(Task objective) Locate every line in the items below that contains the string "Target" and copy those lines. Case counts.

[Stored items]
....
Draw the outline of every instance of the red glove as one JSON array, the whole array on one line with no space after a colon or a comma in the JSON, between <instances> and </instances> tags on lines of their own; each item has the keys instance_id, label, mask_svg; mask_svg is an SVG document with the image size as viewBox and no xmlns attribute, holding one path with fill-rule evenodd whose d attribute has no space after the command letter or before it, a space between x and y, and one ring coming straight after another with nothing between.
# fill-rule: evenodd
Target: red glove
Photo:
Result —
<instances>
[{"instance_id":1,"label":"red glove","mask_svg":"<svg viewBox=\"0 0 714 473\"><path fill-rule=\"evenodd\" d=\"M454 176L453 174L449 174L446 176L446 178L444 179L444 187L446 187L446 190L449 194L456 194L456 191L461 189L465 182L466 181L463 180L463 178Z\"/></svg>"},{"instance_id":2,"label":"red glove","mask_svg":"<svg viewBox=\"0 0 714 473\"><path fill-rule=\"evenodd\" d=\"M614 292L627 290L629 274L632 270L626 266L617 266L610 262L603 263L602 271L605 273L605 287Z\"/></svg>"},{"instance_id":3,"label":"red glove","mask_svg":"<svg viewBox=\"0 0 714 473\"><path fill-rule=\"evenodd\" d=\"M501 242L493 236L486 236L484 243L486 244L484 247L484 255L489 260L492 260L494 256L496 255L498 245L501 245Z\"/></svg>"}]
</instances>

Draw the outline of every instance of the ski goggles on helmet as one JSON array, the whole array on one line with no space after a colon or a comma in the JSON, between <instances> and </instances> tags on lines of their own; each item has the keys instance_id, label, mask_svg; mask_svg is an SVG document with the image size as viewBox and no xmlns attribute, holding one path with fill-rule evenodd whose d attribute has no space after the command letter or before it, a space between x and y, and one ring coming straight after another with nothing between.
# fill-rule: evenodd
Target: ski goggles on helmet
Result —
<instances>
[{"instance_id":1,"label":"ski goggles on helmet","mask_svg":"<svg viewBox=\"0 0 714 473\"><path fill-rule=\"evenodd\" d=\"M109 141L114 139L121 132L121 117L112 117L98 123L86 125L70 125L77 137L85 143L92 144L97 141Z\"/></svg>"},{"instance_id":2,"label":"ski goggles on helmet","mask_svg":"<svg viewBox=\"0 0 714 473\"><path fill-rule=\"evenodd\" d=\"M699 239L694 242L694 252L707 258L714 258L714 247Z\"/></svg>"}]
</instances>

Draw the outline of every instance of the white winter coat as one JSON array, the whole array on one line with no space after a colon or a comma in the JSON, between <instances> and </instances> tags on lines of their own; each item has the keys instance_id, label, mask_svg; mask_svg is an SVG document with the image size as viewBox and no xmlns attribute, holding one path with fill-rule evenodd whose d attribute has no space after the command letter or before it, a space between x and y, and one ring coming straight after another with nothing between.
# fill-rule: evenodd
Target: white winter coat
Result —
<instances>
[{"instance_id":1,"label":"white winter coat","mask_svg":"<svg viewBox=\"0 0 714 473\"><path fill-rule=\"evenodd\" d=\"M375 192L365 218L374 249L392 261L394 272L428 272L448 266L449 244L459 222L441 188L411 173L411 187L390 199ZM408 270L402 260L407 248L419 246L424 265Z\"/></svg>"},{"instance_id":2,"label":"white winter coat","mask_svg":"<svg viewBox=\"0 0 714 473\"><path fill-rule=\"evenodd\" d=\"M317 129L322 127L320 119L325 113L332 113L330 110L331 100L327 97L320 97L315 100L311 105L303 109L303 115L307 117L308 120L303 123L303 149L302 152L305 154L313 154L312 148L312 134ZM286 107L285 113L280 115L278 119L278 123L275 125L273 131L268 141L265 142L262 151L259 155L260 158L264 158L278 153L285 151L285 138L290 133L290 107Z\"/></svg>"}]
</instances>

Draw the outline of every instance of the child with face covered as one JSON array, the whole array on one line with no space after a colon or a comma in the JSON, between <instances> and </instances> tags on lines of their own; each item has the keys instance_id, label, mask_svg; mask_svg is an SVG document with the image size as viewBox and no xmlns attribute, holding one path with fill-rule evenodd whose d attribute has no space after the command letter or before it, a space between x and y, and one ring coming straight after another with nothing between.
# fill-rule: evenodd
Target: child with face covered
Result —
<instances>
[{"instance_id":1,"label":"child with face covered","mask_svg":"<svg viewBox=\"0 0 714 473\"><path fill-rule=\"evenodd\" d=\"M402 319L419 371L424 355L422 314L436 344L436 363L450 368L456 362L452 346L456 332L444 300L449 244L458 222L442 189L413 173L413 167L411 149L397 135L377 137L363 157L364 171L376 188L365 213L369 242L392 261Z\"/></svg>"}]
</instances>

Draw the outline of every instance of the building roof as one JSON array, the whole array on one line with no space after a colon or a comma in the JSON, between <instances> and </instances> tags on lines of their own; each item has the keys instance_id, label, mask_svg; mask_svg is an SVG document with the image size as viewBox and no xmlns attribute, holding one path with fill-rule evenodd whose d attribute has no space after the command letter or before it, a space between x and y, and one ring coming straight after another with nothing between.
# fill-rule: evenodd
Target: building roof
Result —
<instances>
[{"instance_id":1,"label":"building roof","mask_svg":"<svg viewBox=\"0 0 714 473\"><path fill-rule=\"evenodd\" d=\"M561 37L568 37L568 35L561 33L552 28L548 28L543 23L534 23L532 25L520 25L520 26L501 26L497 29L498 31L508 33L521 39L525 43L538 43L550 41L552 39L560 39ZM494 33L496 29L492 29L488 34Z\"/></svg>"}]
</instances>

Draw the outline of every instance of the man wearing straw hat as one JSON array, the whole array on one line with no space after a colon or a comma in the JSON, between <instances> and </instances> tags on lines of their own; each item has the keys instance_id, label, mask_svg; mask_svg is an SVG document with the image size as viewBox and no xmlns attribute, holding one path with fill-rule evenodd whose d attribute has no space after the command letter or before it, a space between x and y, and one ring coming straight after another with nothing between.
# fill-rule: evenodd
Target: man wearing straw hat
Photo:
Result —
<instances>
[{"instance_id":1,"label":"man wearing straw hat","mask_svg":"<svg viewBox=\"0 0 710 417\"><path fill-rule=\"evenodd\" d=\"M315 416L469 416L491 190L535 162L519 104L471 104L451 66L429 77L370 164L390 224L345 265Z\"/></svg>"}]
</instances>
....
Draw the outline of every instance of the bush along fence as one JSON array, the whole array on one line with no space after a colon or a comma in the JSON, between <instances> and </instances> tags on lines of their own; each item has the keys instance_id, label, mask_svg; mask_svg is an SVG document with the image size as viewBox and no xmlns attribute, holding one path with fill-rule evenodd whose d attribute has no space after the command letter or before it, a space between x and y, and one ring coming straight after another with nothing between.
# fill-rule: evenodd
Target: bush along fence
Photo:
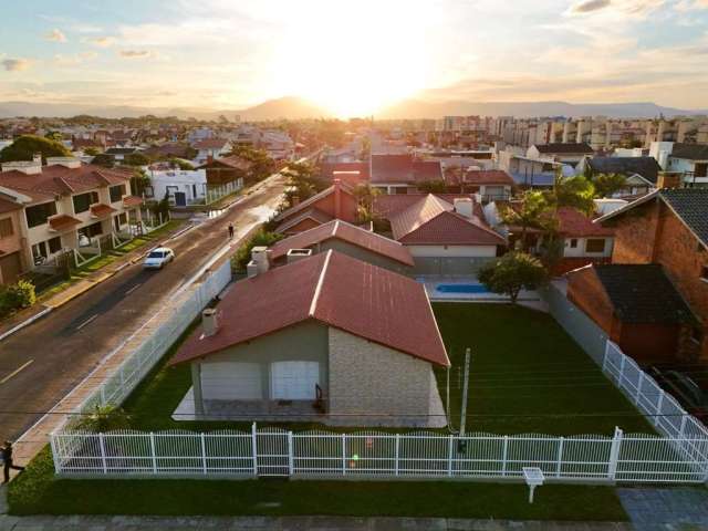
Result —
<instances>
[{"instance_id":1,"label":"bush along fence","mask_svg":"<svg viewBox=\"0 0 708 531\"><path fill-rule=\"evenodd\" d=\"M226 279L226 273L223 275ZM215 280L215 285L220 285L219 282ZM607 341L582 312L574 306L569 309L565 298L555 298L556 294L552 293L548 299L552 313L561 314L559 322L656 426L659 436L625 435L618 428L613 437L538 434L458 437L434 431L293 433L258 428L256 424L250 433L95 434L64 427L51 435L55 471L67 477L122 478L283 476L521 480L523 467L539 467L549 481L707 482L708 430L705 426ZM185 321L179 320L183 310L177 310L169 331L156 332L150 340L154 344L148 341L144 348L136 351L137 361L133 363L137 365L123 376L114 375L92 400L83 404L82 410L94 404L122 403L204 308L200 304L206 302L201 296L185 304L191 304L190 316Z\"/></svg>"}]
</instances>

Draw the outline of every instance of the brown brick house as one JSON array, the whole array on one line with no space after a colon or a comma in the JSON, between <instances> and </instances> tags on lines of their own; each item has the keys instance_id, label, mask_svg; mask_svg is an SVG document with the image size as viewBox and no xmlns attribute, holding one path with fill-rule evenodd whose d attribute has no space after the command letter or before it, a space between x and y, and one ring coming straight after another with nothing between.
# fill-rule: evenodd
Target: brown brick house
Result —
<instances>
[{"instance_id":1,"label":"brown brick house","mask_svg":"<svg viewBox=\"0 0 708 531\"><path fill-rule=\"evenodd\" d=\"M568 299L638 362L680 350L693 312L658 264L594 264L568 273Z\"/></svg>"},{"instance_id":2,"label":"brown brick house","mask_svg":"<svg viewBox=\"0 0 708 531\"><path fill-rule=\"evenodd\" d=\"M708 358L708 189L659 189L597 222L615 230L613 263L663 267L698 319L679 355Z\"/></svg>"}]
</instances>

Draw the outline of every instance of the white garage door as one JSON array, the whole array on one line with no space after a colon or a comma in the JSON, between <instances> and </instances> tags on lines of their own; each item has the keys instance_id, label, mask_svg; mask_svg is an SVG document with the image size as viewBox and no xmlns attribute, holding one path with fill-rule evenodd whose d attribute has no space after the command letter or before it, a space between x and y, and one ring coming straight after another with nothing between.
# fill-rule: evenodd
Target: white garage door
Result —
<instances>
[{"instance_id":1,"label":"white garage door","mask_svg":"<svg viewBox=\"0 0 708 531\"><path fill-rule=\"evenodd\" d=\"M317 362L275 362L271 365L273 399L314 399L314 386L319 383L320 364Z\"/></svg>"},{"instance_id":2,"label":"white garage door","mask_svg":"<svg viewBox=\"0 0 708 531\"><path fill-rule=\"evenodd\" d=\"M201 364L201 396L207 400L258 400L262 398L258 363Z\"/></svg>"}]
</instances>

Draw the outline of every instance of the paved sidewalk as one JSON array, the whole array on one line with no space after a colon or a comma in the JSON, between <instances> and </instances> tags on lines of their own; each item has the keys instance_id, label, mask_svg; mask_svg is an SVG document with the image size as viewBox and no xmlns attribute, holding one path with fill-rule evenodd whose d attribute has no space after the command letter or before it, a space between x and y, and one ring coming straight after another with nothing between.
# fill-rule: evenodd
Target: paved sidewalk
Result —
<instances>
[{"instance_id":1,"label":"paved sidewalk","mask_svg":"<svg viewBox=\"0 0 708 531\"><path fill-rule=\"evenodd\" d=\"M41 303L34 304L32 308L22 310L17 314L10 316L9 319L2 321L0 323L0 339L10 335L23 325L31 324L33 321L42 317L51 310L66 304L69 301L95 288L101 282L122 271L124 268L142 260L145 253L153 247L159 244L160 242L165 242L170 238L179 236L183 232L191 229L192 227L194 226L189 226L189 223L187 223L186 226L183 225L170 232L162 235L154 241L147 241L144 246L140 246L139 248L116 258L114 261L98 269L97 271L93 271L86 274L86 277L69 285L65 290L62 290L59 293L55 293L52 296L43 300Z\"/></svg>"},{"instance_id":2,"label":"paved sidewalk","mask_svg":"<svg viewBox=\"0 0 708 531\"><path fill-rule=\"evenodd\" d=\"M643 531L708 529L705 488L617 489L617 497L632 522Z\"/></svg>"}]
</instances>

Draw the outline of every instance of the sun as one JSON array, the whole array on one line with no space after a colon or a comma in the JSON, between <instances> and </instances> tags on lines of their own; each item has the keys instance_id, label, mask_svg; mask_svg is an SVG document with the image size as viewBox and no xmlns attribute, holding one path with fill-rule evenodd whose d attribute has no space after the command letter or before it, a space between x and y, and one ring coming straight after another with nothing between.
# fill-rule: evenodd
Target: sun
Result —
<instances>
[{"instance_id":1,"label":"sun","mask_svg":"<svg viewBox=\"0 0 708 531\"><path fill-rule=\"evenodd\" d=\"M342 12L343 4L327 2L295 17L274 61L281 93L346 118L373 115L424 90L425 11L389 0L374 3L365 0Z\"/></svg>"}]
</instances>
....
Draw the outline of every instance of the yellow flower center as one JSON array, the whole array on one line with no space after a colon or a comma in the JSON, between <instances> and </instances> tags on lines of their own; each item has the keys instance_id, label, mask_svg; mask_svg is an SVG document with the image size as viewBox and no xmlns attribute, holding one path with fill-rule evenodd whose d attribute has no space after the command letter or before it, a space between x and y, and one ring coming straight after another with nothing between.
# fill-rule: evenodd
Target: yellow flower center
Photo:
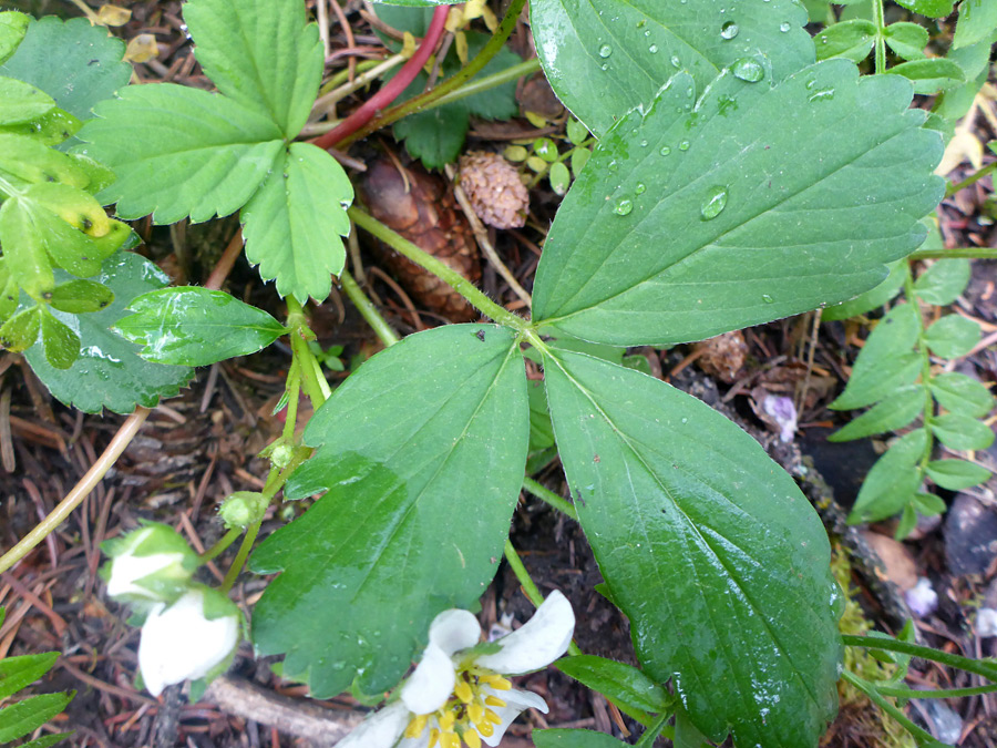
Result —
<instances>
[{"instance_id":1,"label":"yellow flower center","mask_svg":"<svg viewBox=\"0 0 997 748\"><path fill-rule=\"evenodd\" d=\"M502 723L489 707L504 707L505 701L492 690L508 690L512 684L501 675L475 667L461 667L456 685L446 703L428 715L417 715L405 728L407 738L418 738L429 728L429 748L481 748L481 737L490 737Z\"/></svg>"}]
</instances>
....
(In response)
Target: red glove
Target: ski goggles on helmet
Target: white winter coat
Target: child with face covered
Target: building roof
Target: man wearing straw hat
Target: bush along fence
Target: brown brick house
Target: white garage door
Target: paved sidewalk
Target: sun
Target: yellow flower center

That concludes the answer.